** Exercise **
Repeat, word for word, the lines of the material below from the line containing "the deer's ear" through the line containing "Target: deer's ear", with both of those lines included.

╭─ Material provided

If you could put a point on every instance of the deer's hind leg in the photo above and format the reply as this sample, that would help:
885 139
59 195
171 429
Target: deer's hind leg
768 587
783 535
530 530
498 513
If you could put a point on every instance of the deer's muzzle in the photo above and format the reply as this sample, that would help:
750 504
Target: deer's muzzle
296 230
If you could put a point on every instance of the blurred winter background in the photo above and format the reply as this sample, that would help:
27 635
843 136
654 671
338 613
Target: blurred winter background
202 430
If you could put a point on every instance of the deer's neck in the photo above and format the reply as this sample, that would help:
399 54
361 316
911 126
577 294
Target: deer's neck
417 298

╰─
╭─ Material provided

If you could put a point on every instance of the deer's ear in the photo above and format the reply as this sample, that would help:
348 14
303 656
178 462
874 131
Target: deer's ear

╰─

** Answer for this exercise **
If you could put a point on every instance of the deer's ear in the photo above and format the reply as this sample, that would help:
348 14
303 656
178 462
874 131
Target: deer's ear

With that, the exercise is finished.